(Items stored from a collection)
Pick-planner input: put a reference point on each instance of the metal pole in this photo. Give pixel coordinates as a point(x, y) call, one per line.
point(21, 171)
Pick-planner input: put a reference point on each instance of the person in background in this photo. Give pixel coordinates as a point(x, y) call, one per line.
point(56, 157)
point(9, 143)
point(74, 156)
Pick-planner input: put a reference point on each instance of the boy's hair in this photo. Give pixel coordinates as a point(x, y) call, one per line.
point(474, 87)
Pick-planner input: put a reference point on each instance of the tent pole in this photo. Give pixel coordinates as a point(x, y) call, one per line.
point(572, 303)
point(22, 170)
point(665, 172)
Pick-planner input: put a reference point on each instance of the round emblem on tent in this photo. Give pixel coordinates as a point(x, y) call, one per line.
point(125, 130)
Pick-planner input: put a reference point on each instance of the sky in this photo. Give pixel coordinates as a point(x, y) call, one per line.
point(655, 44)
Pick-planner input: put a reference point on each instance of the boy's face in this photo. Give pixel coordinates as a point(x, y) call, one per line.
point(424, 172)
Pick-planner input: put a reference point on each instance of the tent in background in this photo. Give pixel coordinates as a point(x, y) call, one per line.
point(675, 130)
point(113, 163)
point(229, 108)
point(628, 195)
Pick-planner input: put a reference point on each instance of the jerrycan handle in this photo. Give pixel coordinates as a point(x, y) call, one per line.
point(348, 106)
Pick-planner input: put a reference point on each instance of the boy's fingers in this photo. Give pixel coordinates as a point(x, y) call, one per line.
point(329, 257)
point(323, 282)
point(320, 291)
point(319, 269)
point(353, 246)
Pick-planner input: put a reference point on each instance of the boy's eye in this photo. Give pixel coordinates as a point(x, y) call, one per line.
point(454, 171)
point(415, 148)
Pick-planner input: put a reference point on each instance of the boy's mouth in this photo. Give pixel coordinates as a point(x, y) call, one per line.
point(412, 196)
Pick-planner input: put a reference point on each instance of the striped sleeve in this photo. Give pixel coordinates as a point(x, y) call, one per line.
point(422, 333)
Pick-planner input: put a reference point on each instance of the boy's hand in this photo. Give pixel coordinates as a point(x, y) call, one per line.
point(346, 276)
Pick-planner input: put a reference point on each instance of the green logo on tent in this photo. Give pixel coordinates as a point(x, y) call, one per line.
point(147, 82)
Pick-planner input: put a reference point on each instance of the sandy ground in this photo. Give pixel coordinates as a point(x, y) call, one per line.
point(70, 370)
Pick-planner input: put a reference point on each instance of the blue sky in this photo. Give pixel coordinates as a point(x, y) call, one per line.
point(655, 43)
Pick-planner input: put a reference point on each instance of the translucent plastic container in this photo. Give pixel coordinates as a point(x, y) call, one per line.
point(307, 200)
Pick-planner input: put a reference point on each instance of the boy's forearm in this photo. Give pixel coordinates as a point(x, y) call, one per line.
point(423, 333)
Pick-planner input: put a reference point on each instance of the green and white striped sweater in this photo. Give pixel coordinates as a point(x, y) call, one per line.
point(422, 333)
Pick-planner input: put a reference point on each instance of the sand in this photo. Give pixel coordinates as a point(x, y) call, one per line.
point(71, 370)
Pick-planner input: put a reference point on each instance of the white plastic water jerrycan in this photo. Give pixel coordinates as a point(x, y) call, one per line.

_Work instructions_
Put every line of the material above into a numbered list, leaving out any blank lines.

_Output of the exercise_
1. Pick-planner input: put a reference point on each instance of the metal pole in this photo. Give pixel coordinates as a point(x, y) call, one per line.
2. point(21, 171)
3. Pick-planner input: put a reference point on each instance of the person in background in this photo. Give pixel coordinates as a point(x, y) call, one per line.
4. point(56, 157)
5. point(9, 143)
6. point(74, 156)
7. Pick-planner input: put a reference point on each instance of the boy's hair in this photo. Give pixel coordinates as a point(x, y) call, one per line.
8. point(474, 87)
9. Pick-planner input: put a reference point on each instance of the tent pole in this photo. Give pixel coordinates as a point(x, y) call, one per line.
10. point(572, 303)
11. point(22, 170)
12. point(665, 172)
13. Pick-planner input: put a reference point on each instance of the round emblem on tent in this photo. Give pixel coordinates as a point(x, y) call, one per line.
14. point(125, 130)
15. Pick-planner input: put a reference point on each instance of the sky in this photo. Give pixel coordinates as a point(x, y) call, one per line.
16. point(655, 44)
17. Pick-planner input: put a reference point on each instance of the boy's face in this photo. Give pixel coordinates as a point(x, y) call, one per line.
18. point(424, 172)
19. Pick-planner input: put a reference point on each instance of the tent in background in this photo. Give pixel coordinates as a point(x, y) call, one per line.
20. point(675, 130)
21. point(113, 163)
22. point(229, 108)
23. point(628, 195)
24. Pick-planner input: put a reference point on each instance of the jerrycan handle in this photo. Give pixel coordinates as a point(x, y) call, one per line.
25. point(348, 106)
26. Pick-planner input: put a reference point on each instance of the boy's fingers in this photo. Give pixel coordinates as a point(x, y) call, one per line.
27. point(329, 257)
28. point(323, 282)
29. point(320, 291)
30. point(319, 269)
31. point(353, 246)
32. Pick-planner input: put a reference point on each instance of the boy's eye in this photo. Give pixel coordinates as a point(x, y) call, one per line.
33. point(454, 171)
34. point(415, 148)
35. Pick-planner input: put a reference point on each instance of the boy's mouth in this photo. Give pixel coordinates as a point(x, y) call, one per line.
36. point(412, 196)
37. Pick-planner input: put a reference point on each instance of the striped sleeve in this photo. Give pixel coordinates as a point(x, y) call, one per line.
38. point(422, 333)
39. Pick-planner input: put a reference point on each instance of the boy's hand in this photo. Give pixel coordinates as a point(x, y) call, one per line.
40. point(346, 276)
41. Pick-planner input: put a reference point on each instance of the green logo on tent in this photo. Give pixel coordinates as a point(x, y) call, one per line.
42. point(147, 82)
43. Pick-planner input: put a reference point on each instance of the sandy ground in this photo. Give pixel coordinates as a point(x, y) call, one per line.
44. point(70, 370)
45. Pick-planner input: put a reference point on each instance of the blue sky in this photo. Give pixel coordinates as a point(x, y) call, one per line.
46. point(655, 43)
47. Pick-planner input: put a reference point on each instance of the translucent plastic container in this photo. Give pixel coordinates as a point(x, y) call, one per line.
48. point(307, 200)
49. Pick-planner input: put a reference point on each instance of the boy's forearm in this photo. Give pixel coordinates as a point(x, y) call, one per line.
50. point(423, 333)
51. Pick-planner input: put a reference point on each instance of the green and white striped sweater in this photo. Give pixel coordinates as a point(x, y) call, one per line.
52. point(422, 333)
53. Pick-planner input: put a reference point on each instance of the sand in this photo. Give pixel coordinates as a point(x, y) call, one per line.
54. point(71, 370)
55. Pick-planner input: put a reference point on each instance of the white plastic water jerrycan in this photo. Give pixel coordinates as a point(x, y) call, one per line.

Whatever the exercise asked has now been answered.